Work instruction
Search the listing below for the word "pink" and copy each line where it appears.

Extracted entries
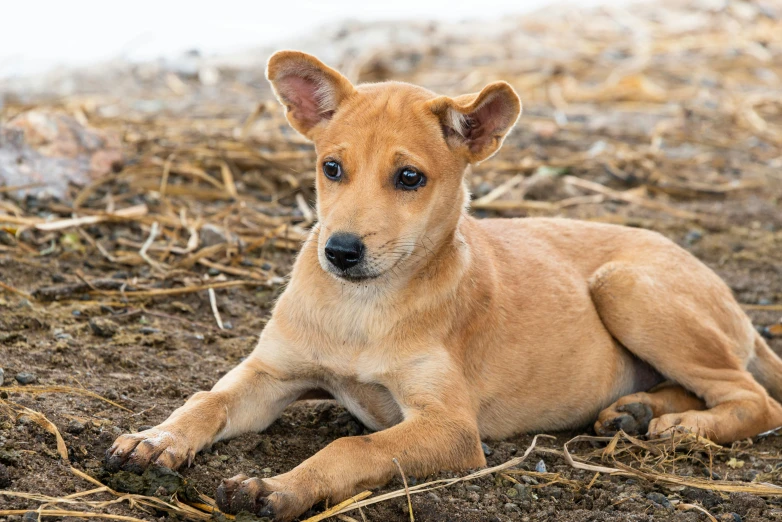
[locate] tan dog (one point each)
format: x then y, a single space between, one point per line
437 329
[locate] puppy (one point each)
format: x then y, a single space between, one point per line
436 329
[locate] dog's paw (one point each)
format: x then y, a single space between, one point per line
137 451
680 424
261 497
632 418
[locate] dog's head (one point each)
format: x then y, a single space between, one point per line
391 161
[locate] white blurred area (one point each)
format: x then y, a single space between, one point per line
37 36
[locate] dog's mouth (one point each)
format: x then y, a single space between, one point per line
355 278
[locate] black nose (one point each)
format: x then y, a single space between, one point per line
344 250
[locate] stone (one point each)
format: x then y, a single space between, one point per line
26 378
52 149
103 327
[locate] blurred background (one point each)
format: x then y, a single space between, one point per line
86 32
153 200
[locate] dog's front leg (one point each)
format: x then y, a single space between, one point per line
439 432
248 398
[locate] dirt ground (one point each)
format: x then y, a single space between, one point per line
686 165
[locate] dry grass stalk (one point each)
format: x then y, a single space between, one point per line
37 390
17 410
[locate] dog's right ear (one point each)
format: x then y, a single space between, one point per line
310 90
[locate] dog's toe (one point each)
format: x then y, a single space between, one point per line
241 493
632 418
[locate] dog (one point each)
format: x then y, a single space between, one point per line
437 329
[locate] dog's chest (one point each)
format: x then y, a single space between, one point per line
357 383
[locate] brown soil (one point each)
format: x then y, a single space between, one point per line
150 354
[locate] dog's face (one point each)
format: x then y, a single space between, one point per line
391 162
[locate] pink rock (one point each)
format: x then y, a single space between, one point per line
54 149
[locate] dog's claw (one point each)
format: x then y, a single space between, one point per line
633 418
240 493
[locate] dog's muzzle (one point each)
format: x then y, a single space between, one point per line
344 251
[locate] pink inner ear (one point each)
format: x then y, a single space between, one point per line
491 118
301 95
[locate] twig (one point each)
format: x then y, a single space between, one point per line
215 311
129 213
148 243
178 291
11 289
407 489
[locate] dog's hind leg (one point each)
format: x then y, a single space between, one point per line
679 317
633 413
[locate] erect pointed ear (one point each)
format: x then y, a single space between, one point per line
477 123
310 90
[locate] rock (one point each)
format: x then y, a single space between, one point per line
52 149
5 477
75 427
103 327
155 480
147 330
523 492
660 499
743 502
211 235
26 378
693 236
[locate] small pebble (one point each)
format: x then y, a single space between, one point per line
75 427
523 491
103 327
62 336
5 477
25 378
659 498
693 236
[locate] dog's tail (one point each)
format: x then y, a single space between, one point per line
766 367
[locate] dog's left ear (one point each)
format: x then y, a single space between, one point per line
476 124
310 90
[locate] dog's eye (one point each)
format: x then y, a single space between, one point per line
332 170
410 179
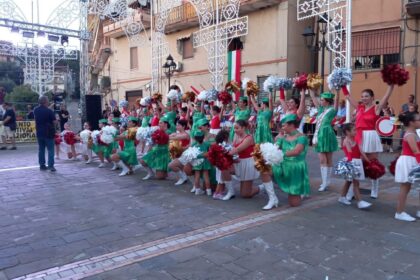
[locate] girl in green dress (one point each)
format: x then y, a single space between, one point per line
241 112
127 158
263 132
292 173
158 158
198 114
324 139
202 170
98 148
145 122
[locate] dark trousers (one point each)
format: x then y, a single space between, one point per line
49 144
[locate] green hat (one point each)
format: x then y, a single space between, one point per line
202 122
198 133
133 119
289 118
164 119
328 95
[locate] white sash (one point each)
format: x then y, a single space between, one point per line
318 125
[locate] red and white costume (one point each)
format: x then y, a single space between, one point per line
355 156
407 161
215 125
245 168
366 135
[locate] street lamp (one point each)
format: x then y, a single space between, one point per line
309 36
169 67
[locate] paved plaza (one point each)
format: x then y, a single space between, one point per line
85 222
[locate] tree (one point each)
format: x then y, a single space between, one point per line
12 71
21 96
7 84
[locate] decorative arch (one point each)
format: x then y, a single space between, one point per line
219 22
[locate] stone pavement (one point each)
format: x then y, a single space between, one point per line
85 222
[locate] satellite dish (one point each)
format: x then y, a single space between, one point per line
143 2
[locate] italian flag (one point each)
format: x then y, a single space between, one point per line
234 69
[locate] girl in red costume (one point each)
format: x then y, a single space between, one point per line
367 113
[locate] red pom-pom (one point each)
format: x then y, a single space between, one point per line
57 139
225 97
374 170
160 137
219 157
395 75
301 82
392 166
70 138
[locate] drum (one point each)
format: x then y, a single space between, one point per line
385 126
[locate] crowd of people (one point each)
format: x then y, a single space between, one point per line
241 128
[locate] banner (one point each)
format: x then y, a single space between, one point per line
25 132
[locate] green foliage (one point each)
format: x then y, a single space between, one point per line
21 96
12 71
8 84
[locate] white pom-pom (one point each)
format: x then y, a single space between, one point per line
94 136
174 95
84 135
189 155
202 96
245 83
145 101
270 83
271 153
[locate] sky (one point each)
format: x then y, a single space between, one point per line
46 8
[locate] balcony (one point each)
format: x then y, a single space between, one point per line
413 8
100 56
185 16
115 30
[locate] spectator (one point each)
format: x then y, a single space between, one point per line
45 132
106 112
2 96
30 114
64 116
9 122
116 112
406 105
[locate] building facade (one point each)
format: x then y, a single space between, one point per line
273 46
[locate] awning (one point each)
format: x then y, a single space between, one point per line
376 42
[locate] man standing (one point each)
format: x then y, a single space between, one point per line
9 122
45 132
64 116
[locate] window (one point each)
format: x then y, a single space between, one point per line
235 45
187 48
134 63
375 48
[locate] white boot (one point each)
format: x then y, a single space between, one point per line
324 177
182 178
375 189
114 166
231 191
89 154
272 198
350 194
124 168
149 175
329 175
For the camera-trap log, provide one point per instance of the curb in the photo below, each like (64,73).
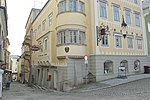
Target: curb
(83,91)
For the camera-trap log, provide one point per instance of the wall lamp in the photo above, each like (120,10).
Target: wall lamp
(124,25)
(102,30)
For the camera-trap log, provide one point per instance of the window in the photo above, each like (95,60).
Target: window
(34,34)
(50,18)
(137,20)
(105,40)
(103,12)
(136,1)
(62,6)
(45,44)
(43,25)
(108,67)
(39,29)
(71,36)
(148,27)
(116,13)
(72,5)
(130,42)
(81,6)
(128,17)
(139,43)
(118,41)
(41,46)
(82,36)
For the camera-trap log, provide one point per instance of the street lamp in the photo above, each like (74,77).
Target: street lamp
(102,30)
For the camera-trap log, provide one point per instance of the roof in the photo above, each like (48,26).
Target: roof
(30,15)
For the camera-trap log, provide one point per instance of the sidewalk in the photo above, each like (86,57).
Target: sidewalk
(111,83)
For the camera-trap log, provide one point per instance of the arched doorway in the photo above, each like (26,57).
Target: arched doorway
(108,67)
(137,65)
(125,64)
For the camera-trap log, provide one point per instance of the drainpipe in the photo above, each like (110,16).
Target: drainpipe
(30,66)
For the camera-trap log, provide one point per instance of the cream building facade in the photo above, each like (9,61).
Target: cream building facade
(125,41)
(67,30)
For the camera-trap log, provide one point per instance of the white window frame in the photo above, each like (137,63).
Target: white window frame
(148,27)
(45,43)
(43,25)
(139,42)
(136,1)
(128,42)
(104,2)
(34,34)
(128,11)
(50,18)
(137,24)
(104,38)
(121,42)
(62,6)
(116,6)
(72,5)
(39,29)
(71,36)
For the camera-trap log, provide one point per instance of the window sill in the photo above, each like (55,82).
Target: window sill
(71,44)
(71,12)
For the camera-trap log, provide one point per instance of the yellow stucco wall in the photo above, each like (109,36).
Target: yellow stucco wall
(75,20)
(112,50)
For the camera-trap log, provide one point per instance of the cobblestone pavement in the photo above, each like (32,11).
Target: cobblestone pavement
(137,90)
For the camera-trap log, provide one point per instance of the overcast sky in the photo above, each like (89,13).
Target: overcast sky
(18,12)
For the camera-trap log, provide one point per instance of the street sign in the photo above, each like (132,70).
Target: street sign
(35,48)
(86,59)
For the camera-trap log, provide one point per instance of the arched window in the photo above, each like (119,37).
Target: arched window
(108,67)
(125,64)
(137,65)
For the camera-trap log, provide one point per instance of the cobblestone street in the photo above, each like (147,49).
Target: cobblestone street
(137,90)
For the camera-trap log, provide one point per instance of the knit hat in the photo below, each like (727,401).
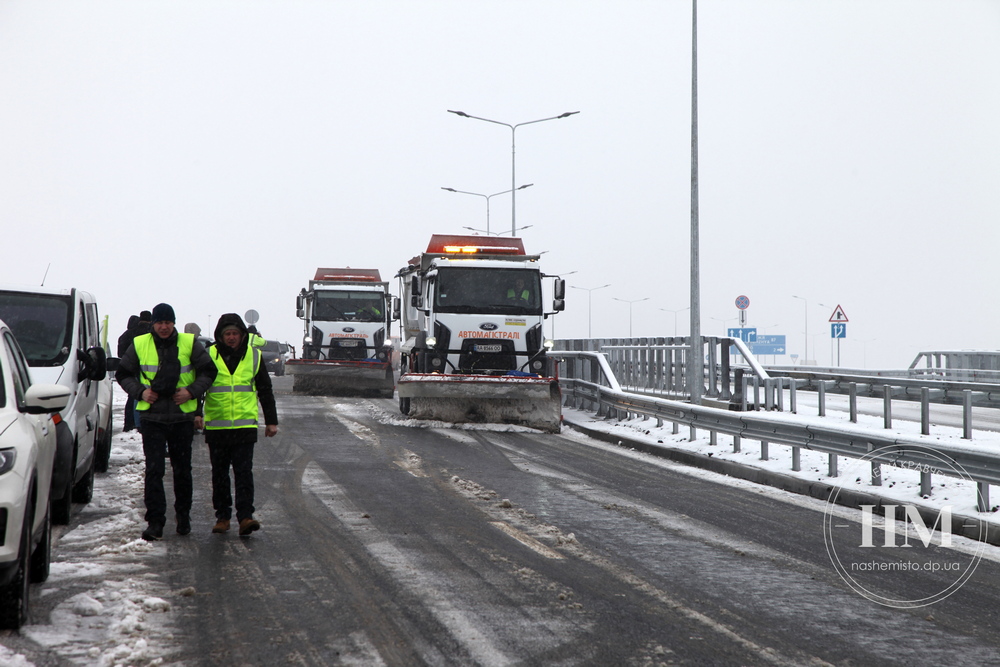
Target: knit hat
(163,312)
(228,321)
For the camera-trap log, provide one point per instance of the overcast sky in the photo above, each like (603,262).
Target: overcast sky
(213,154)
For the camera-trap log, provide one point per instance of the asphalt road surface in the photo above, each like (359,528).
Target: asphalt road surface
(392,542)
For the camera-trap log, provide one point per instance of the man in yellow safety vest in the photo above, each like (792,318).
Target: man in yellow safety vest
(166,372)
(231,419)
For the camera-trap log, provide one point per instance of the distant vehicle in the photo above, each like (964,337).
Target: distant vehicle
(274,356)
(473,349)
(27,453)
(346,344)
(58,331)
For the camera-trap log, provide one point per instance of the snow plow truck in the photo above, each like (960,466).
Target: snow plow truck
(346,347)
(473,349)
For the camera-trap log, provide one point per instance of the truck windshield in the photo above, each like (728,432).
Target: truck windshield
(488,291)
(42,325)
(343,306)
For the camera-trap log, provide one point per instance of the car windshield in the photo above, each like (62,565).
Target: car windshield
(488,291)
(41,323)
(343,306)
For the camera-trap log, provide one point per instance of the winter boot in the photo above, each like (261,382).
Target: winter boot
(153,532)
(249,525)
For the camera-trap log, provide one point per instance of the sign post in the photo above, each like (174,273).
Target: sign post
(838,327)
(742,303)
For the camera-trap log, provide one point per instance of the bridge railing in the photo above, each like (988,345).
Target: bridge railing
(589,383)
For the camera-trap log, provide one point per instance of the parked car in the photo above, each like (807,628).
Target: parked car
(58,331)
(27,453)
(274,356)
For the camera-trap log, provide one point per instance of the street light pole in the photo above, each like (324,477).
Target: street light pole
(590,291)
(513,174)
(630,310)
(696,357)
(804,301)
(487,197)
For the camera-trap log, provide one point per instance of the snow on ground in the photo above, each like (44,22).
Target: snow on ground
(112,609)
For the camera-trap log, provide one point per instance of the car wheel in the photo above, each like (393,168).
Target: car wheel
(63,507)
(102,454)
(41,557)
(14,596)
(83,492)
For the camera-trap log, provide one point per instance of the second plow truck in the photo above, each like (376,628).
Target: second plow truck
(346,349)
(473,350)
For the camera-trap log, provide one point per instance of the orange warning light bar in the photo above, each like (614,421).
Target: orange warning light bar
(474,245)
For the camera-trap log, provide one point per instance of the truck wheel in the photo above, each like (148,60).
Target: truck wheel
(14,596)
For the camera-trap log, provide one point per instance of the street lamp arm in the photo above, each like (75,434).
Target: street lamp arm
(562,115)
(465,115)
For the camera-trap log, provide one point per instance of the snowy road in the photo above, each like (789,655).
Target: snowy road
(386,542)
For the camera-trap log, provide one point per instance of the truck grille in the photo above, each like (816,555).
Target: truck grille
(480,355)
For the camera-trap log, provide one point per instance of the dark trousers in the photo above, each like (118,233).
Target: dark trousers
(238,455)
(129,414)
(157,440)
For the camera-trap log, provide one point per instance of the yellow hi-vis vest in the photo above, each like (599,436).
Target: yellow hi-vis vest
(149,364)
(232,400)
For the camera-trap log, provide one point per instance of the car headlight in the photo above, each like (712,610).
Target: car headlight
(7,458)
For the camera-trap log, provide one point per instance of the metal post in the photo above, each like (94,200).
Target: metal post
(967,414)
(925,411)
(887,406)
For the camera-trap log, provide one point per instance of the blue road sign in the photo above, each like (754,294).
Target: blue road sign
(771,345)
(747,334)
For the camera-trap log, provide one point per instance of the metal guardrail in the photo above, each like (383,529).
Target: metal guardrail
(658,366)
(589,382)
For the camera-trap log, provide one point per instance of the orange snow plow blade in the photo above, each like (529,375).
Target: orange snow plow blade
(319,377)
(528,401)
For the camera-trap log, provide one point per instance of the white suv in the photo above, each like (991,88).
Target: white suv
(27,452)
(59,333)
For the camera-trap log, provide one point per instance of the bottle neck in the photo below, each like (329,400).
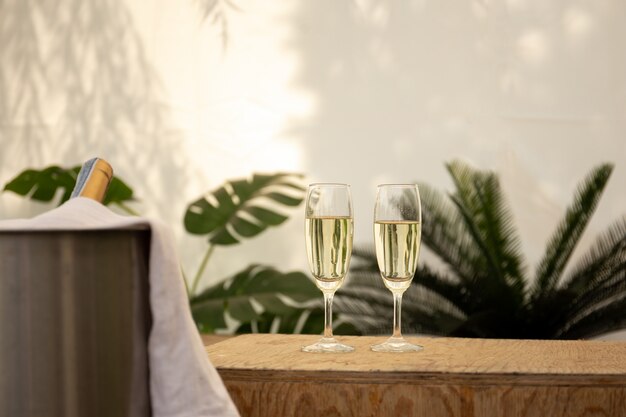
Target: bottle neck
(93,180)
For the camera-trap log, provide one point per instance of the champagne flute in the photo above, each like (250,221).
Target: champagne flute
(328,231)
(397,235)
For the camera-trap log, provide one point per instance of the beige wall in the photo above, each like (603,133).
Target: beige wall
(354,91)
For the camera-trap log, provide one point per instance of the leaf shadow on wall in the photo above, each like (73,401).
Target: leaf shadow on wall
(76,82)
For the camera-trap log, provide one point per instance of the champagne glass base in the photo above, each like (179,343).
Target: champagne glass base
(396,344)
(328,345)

Answer section
[locate] pink rock (one point each)
[locate] pink inner ear (one point each)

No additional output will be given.